## [What needs to be done]
Please reproduce each of the rows below word for word, in the order they appear.
━━━━━ Material shown
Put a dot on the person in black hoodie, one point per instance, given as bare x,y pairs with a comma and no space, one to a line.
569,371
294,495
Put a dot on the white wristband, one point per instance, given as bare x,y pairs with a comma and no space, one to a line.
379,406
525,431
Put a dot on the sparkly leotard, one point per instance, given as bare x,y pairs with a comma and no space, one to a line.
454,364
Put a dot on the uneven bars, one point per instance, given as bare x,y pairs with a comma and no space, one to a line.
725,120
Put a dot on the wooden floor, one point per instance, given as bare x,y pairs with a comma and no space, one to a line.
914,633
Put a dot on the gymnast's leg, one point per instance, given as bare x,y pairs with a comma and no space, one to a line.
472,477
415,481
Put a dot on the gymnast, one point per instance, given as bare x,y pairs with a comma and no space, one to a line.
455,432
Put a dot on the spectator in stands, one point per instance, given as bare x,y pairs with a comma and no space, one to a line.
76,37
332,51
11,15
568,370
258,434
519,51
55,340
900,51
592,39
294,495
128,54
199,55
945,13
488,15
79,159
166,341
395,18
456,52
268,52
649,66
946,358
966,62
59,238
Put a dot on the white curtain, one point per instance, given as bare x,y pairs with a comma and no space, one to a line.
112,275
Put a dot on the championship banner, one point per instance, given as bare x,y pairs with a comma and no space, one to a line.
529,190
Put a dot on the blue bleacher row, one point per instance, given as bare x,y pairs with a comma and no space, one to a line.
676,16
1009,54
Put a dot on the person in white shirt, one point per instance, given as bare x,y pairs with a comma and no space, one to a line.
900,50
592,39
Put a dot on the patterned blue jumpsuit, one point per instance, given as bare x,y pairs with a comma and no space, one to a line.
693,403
━━━━━━━━━━
## [Response for this exercise]
Put a dot on the person in black hoodie, one point per instance, given as bare x,y pairs with a comma and no space, one to a line.
569,371
294,495
Put a dot on the white wristband, one point per instance, given as bare x,y pairs with a comma and no space, one to a line.
379,406
525,431
Put a dot on the sparkly leotard, one point per instance, given as bare x,y pairs with a comma and no space, one to a line.
454,364
Put a dot on the uneven bars, one point per instance, given as bare x,y pairs with a comma and no space, one to a line.
725,120
Put a dot on the wooden floor, one point per instance, given as bare x,y pairs with a comma and no space, one to a line.
914,633
Put a dot on the gymnast's leg, one point per instance, given as bare x,y pairs with a comma and no space, one to a line.
472,477
415,481
Put a dot on the gymnast, one point per instance, given as bare x,y pairs with a comma and no space, one to a line.
455,432
Put a dot on the spectator in stands, one point per instance, given as bare x,y pairs with a comma and no space, one to a line.
76,37
332,51
11,15
568,370
258,434
519,51
55,340
900,51
592,39
294,495
128,54
199,55
945,13
488,15
79,159
166,341
395,18
456,52
268,52
649,66
946,358
966,62
59,238
Put a dot on the white curtain, one point per instance, given as bare x,y pairs with a comma and no space, one to a line.
112,275
Put a dot on the championship banner, one point per instance, given as bare x,y pairs with a comma and no space, one to a line.
529,190
Put a dot on the blue bleacher row, one point per instance, given as bare x,y pairs with a comma and no space, one to a line.
676,16
1009,54
Put a dot on the person in white shirt, one point per instance, given as bare x,y pairs with a comma and no space, one to a line.
900,50
592,39
Put a dot on the patterned blue jumpsuit, one point per instance, given as bare x,y pairs with a comma and no space, one to a line.
693,403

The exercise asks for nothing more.